## Passage to read
▼▼▼
One thing has been clear after two games, though. Morris Claiborne is the best cornerback on the team.
Finally healthy and able to play to his potential, Claiborne is on track to maximize his "prove it" opportunity this season. An unrestricted free agent in 2017, Claiborne may wind up being one of the better options on the market.
Naturally, the Cowboys must be wondering if they want to compete with other clubs or go ahead and lock up Claiborne now. Here are the major pros and cons.
PRO: Keep the Price Down
Claiborne's 2016 deal starts at just $2.7 million with roughly another million in incentives. His rookie salary in 2012 was almost $3 million. It's little more than half of what he made last year.
Claiborne has never had a "payday" by NFL cornerback standards. Despite his struggles since entering the league, this is still a guy who once went sixth in his draft class. Claiborne no doubt envisioned having a $10-$15 million per-year contract one day.
▲▲▲
## Raw data
▼▼▼
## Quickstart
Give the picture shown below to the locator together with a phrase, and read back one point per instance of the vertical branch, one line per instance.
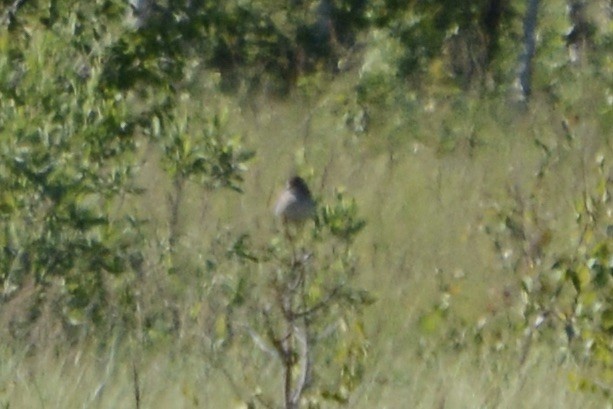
(175, 204)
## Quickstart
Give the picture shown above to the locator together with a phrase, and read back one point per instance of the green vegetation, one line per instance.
(462, 250)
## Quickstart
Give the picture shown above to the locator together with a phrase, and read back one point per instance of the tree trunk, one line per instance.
(524, 79)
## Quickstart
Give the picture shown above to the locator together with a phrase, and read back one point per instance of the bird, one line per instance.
(295, 204)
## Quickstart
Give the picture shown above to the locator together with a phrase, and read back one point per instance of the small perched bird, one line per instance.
(295, 205)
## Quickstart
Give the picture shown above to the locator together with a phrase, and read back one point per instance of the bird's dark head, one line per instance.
(296, 182)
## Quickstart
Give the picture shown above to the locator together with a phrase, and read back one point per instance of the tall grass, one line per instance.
(428, 187)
▲▲▲
## Aim
Transcribe the passage on Morris Claiborne from "Naturally, the Cowboys" up to and including "made last year.", copying it word for word.

## Answer to this exercise
Naturally, the Cowboys must be wondering if they want to compete with other clubs or go ahead and lock up Claiborne now. Here are the major pros and cons.
PRO: Keep the Price Down
Claiborne's 2016 deal starts at just $2.7 million with roughly another million in incentives. His rookie salary in 2012 was almost $3 million. It's little more than half of what he made last year.